=== RECORDED INFORMATION ===

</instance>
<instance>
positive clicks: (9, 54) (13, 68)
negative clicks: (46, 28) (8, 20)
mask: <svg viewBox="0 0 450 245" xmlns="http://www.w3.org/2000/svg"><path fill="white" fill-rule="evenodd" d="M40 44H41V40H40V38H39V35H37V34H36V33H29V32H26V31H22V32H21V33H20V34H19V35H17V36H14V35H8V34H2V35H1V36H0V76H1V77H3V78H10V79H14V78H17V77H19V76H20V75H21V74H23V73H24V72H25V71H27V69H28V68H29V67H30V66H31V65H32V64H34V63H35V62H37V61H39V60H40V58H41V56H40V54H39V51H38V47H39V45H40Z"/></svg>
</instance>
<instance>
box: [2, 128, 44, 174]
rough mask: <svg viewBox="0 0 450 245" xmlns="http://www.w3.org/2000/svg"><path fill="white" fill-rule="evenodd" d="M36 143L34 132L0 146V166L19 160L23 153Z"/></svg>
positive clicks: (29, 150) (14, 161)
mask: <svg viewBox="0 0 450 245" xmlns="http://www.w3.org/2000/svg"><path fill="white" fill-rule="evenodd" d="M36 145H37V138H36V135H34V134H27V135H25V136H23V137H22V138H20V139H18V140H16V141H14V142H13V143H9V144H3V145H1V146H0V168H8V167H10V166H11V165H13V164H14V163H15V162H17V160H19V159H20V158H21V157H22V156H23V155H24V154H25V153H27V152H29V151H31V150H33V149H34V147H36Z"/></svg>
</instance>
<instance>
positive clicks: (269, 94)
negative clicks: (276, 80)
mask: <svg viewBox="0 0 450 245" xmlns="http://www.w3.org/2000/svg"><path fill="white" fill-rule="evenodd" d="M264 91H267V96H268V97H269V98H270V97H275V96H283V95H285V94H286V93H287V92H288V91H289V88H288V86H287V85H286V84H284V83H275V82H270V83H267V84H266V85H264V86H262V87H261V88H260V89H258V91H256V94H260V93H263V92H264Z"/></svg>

...

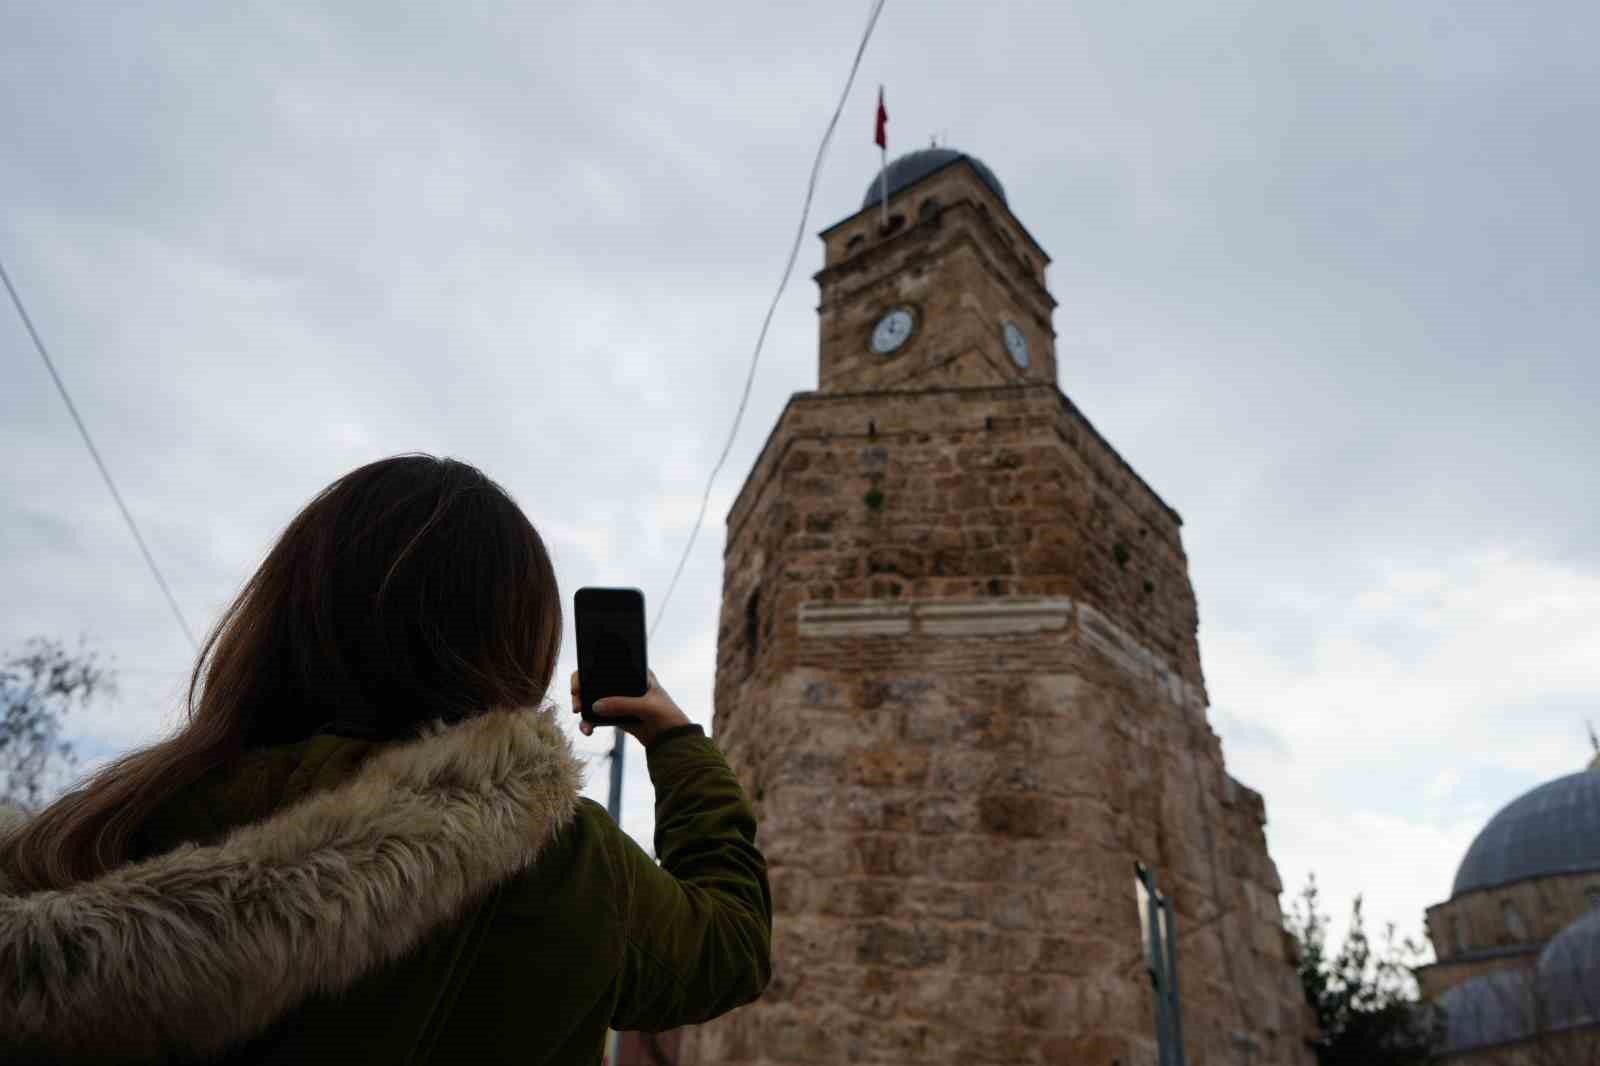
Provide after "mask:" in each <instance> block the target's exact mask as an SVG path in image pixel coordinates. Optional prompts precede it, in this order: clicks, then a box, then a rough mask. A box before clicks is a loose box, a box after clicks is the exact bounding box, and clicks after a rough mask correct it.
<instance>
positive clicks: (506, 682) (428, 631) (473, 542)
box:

...

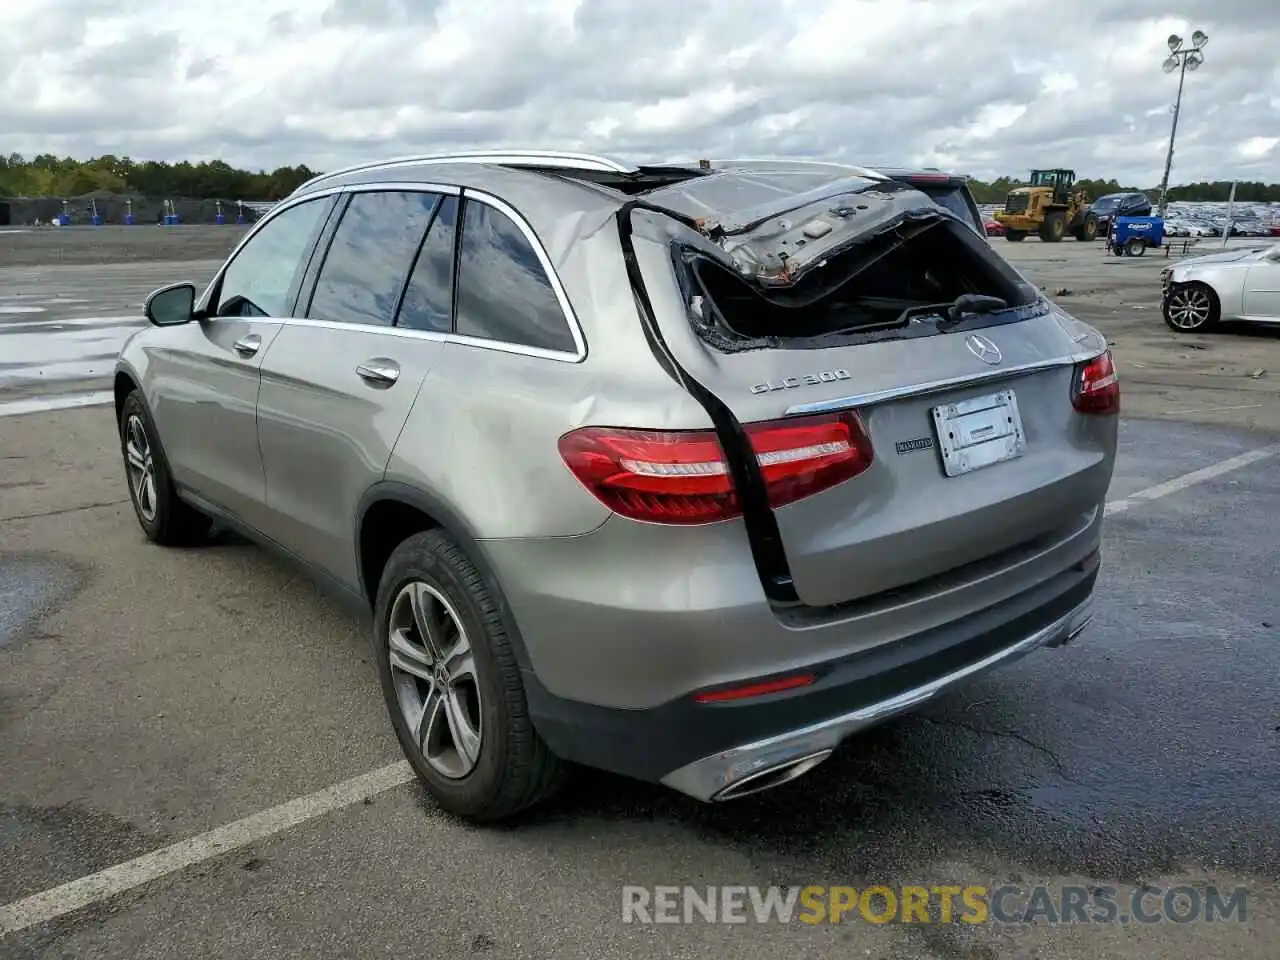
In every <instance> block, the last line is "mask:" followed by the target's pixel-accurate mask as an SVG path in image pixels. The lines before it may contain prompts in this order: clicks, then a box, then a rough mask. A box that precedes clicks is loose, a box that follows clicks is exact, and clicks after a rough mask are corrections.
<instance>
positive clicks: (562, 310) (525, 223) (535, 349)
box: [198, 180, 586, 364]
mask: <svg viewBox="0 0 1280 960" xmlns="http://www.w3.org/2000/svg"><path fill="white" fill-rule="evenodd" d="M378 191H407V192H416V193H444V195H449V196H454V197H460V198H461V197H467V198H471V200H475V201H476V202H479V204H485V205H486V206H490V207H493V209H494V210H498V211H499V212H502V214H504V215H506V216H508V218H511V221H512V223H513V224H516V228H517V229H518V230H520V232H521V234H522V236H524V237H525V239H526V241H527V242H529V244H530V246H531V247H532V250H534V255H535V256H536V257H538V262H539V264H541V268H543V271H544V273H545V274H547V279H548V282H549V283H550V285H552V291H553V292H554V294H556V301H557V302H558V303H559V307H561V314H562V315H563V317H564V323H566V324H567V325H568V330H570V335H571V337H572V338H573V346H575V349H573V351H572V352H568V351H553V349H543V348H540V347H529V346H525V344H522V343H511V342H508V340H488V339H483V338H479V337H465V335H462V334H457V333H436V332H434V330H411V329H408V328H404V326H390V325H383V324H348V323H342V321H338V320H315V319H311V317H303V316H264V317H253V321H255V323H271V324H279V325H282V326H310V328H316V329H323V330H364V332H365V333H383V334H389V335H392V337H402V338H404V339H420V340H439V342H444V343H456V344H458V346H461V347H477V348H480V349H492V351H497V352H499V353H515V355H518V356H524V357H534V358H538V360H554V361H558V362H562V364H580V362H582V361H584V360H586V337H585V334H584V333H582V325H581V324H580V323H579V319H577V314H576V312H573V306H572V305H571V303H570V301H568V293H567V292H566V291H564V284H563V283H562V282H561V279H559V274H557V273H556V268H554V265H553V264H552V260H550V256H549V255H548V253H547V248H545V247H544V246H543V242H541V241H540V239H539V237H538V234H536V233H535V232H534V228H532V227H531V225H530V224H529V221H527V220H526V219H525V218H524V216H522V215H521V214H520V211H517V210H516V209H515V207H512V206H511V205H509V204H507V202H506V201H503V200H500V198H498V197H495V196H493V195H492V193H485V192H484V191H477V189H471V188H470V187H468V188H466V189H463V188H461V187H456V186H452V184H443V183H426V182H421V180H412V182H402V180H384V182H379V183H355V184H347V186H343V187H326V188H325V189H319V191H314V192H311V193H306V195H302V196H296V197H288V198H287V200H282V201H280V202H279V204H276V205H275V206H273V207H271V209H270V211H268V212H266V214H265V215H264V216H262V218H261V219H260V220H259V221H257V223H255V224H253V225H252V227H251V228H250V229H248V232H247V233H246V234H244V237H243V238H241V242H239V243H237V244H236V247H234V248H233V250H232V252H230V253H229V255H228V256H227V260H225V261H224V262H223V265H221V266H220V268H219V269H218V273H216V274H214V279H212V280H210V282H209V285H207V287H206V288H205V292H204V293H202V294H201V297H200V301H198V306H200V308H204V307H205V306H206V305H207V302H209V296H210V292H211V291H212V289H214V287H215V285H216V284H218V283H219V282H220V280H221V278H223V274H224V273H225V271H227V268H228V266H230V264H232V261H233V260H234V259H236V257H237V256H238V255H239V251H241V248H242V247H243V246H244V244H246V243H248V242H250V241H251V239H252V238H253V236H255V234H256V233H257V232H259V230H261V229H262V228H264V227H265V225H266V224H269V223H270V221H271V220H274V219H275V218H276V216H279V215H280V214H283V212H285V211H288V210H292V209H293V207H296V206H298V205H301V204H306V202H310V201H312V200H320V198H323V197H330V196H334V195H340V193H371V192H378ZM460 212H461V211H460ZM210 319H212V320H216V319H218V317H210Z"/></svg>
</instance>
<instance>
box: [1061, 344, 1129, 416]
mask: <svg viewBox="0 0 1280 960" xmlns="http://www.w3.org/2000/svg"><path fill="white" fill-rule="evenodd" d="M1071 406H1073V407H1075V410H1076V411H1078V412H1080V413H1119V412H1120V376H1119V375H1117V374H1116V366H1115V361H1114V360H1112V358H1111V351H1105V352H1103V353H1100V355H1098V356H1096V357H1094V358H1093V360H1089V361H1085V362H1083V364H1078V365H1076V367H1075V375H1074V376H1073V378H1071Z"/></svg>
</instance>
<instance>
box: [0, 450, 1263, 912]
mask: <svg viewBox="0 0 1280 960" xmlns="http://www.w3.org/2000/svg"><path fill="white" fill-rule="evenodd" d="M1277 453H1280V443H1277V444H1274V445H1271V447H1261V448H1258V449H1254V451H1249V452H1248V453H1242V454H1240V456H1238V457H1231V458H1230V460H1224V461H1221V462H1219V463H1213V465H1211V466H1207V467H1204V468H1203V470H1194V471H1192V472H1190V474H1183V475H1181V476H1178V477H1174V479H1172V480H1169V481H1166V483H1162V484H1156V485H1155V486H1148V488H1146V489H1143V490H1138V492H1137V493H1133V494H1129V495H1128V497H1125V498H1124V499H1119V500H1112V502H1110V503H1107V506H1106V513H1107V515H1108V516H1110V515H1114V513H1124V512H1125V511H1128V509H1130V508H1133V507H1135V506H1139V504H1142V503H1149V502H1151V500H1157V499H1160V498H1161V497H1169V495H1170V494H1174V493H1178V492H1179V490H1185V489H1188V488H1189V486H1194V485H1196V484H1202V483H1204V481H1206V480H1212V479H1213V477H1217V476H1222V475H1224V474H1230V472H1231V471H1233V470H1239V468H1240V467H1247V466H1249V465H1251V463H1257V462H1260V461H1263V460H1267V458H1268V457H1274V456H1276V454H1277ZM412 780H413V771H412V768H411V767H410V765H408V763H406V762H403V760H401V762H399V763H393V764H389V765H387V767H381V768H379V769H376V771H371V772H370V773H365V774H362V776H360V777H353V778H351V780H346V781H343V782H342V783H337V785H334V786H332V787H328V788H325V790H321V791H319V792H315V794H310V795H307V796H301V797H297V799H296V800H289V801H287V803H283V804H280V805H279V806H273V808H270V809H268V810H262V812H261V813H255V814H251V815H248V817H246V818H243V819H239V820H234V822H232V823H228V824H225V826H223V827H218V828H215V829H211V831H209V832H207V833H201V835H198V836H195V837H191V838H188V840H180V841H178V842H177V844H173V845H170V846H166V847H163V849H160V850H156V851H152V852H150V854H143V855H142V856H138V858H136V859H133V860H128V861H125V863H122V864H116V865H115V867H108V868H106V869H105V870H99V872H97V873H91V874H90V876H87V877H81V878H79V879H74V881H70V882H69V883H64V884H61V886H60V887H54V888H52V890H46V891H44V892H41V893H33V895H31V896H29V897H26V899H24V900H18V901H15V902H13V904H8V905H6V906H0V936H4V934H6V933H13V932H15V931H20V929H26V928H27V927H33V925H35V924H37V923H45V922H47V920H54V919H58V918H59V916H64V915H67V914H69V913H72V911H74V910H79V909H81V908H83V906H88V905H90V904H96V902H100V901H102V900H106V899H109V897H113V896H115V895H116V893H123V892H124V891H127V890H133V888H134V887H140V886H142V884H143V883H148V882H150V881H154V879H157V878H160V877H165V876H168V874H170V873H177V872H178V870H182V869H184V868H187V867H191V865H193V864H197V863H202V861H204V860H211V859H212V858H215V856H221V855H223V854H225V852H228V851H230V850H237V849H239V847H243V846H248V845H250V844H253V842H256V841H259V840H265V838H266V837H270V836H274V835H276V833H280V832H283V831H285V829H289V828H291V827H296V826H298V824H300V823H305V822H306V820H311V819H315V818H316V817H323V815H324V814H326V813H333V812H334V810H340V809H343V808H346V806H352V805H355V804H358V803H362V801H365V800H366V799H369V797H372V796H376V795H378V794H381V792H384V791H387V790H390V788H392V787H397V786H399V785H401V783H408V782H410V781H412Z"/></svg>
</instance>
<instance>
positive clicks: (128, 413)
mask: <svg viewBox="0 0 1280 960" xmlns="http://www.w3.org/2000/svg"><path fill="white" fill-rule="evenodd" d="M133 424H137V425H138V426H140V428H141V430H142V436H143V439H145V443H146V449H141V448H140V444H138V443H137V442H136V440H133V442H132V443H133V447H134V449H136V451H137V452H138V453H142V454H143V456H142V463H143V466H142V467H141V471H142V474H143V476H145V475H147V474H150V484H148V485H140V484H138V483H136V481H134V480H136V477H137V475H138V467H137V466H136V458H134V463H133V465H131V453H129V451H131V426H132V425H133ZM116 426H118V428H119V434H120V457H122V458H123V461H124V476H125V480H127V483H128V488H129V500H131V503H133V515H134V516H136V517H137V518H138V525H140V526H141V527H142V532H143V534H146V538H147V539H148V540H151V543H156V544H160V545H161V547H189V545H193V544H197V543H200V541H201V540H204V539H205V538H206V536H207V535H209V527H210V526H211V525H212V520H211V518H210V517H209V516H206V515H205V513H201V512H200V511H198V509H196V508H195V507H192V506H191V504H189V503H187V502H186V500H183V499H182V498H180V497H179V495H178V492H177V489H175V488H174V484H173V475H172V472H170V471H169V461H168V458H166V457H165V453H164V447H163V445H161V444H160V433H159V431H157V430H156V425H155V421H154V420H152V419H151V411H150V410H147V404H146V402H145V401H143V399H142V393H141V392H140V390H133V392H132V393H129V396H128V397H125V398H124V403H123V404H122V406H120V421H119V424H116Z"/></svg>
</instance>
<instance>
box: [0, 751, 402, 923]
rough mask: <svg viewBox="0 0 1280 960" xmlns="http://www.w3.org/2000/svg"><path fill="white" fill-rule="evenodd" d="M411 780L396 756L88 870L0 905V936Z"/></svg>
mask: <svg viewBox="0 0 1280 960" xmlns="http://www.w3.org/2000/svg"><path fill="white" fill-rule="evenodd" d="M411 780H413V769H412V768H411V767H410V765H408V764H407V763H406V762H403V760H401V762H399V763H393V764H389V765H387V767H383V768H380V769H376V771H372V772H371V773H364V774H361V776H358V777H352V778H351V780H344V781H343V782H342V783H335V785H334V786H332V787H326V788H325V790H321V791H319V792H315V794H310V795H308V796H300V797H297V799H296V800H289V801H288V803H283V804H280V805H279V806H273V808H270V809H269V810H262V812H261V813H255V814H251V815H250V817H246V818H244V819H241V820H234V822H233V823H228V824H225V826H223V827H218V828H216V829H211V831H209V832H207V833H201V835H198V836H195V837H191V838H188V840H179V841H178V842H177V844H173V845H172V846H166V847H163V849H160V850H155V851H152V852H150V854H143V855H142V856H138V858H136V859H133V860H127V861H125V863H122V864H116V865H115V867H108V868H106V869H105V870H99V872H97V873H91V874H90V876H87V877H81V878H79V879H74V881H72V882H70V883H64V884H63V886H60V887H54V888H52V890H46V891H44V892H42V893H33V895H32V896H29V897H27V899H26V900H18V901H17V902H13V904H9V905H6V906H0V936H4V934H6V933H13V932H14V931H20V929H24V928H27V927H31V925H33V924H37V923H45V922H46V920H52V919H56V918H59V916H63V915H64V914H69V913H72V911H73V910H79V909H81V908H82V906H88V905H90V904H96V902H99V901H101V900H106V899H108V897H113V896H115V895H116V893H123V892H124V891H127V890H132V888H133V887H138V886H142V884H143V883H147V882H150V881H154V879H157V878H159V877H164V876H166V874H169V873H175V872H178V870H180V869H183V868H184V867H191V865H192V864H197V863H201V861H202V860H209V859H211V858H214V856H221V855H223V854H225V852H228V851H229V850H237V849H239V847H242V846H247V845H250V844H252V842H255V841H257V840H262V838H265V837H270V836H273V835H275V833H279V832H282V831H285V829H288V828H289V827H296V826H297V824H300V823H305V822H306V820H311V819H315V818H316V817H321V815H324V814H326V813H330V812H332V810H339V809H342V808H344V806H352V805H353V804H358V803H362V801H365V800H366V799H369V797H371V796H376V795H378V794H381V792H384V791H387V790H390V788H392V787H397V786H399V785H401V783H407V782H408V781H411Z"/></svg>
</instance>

=== TASK GOAL ===
Go through the records. Copy each line where "order" appears.

=== WRITTEN RESPONSE ===
Provide after "mask:" in each <instance> block the target's exact mask as an SVG path in image pixel coordinates. Optional prompts precede it, in this order: clicks, then a box, then a rough mask. A box before clicks is a loose box, a box after clicks is the exact bounding box, and clicks after a rough mask correct it.
In every <instance> block, the last line is "mask:" followed by the target's pixel-accurate mask as an SVG path in image pixels. The lines before it may contain prompts in this order: clicks, then a box, then a rough mask. A box that precedes clicks is loose, a box that follows clicks is exact, and clicks after a rough mask are corrections.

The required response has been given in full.